- _WORK INSTRUCTIONS_
Can you quote the lines below exactly, starting at the line with "Target: distant cliff" and going through the last one?

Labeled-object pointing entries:

============

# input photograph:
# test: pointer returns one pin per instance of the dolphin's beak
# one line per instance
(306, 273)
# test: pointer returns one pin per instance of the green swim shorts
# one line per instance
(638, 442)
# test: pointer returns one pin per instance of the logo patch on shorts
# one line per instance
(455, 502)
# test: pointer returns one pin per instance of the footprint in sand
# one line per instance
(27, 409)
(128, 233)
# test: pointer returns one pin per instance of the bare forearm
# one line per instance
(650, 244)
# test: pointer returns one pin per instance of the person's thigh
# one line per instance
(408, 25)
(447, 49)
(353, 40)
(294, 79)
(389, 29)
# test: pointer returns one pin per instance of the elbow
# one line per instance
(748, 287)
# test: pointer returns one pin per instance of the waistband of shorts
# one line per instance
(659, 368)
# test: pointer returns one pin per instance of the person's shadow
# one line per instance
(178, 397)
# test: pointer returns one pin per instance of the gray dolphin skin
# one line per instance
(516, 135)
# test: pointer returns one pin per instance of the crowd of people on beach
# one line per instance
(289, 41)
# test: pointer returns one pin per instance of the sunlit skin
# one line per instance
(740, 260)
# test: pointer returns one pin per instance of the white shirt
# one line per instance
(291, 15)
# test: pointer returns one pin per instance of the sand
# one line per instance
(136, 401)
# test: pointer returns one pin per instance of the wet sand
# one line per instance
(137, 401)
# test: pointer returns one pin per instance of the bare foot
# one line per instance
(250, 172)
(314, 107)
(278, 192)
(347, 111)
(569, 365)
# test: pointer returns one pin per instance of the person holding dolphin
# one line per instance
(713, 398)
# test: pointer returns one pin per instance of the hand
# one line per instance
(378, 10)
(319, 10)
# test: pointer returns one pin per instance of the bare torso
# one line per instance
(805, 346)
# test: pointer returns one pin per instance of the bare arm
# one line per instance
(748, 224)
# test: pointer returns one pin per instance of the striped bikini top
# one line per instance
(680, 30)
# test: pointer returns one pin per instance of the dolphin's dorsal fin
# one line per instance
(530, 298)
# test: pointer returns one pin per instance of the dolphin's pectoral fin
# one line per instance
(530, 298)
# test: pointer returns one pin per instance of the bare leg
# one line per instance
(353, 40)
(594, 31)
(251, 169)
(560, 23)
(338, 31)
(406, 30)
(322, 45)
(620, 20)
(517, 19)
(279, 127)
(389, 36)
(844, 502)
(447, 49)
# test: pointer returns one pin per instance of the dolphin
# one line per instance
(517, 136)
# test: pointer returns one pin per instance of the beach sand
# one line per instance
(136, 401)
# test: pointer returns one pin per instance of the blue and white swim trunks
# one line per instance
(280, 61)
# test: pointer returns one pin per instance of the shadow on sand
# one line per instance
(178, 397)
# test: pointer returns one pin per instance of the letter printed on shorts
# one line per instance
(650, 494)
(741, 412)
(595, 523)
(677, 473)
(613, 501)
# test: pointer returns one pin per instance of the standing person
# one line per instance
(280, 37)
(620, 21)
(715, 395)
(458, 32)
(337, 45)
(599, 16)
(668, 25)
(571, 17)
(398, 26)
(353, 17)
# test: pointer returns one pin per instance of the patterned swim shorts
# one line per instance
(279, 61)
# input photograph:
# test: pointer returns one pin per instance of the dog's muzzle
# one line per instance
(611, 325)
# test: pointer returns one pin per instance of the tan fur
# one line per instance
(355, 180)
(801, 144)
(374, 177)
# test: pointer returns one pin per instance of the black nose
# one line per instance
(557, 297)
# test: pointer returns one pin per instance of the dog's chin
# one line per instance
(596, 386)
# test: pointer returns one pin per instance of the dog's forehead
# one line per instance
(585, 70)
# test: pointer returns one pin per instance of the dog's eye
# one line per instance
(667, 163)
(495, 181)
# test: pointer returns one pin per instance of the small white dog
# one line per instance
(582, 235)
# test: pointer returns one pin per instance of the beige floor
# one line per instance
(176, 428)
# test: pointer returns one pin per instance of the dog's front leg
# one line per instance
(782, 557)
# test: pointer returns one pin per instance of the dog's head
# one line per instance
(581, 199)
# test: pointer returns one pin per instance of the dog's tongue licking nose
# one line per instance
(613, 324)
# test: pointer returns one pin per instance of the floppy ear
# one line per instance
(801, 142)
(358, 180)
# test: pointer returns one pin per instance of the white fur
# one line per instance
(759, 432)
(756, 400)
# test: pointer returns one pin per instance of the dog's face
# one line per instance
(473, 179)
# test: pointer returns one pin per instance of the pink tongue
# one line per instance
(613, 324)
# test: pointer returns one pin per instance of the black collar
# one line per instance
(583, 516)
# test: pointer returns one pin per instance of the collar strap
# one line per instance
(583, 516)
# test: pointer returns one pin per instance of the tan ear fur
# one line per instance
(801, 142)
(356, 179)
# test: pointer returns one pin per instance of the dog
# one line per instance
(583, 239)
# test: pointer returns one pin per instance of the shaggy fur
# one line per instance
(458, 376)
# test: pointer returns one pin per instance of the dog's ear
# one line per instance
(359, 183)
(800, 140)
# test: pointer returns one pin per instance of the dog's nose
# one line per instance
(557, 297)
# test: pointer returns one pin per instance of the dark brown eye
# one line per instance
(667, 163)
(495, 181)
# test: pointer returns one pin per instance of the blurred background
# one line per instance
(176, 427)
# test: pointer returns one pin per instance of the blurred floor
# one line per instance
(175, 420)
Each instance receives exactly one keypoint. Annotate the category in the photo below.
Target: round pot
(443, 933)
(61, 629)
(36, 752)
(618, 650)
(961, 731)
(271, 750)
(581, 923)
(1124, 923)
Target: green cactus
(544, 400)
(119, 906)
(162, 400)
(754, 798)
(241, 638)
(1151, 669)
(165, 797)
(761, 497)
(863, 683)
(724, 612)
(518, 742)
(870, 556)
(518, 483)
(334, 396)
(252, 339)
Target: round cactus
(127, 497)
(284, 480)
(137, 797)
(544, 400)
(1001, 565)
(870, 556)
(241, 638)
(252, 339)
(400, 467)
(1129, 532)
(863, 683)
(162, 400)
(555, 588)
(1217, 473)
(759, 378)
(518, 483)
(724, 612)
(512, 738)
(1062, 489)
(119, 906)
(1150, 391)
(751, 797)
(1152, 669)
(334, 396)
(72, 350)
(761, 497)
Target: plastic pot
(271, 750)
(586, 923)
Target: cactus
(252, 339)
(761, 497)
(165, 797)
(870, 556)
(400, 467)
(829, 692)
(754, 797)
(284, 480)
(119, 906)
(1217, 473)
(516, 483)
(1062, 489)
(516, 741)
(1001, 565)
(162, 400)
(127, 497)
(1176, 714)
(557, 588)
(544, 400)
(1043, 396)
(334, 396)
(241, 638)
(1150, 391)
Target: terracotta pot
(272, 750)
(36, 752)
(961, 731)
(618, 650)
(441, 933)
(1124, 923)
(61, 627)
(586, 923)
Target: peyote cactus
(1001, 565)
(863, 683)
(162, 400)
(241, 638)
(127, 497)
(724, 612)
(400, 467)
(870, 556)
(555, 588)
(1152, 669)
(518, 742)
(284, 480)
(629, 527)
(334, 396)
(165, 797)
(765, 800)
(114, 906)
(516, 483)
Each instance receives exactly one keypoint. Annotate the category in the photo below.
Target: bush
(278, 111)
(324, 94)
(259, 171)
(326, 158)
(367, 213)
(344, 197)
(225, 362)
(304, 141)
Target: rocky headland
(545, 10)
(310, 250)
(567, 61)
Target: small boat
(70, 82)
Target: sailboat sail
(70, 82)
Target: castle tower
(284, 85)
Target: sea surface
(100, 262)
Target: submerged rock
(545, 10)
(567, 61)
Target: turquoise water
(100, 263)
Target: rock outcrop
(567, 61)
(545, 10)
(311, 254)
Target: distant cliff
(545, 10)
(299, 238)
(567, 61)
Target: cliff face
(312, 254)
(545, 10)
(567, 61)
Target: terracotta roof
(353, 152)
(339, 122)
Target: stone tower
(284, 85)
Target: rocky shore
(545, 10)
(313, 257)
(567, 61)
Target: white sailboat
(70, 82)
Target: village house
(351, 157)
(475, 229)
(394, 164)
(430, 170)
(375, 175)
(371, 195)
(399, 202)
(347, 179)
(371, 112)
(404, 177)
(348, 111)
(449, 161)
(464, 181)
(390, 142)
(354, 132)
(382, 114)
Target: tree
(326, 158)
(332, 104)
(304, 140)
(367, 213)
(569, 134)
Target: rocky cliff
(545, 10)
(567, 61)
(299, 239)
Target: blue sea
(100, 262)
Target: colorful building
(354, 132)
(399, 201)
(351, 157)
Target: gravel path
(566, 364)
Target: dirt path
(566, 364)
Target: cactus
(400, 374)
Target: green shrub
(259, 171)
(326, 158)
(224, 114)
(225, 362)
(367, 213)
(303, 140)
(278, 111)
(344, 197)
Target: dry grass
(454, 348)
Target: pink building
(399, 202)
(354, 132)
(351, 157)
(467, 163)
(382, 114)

============

- _SOLUTION_
Target: distant cliff
(545, 10)
(299, 238)
(567, 61)
Target: cliff face
(312, 254)
(545, 10)
(567, 61)
Target: terracotta roof
(353, 152)
(339, 122)
Target: stone tower
(284, 85)
Target: rocky shore
(545, 10)
(313, 257)
(567, 61)
Target: white sailboat
(70, 82)
Target: village house
(351, 157)
(475, 229)
(394, 164)
(430, 170)
(375, 175)
(371, 195)
(399, 202)
(347, 179)
(371, 112)
(404, 177)
(348, 111)
(449, 161)
(464, 181)
(390, 142)
(354, 132)
(382, 114)
Target: tree
(326, 158)
(332, 104)
(304, 140)
(367, 213)
(569, 134)
Target: rocky cliff
(545, 10)
(567, 61)
(299, 239)
Target: blue sea
(100, 262)
Target: colorful building
(354, 132)
(399, 201)
(351, 157)
Target: gravel path
(566, 364)
Target: dirt path
(566, 364)
Target: cactus
(400, 374)
Target: green shrub
(259, 171)
(326, 158)
(224, 114)
(225, 362)
(367, 213)
(303, 140)
(278, 111)
(344, 197)
Target: dry grass
(454, 348)
Target: pink building
(399, 202)
(354, 132)
(351, 157)
(467, 163)
(382, 114)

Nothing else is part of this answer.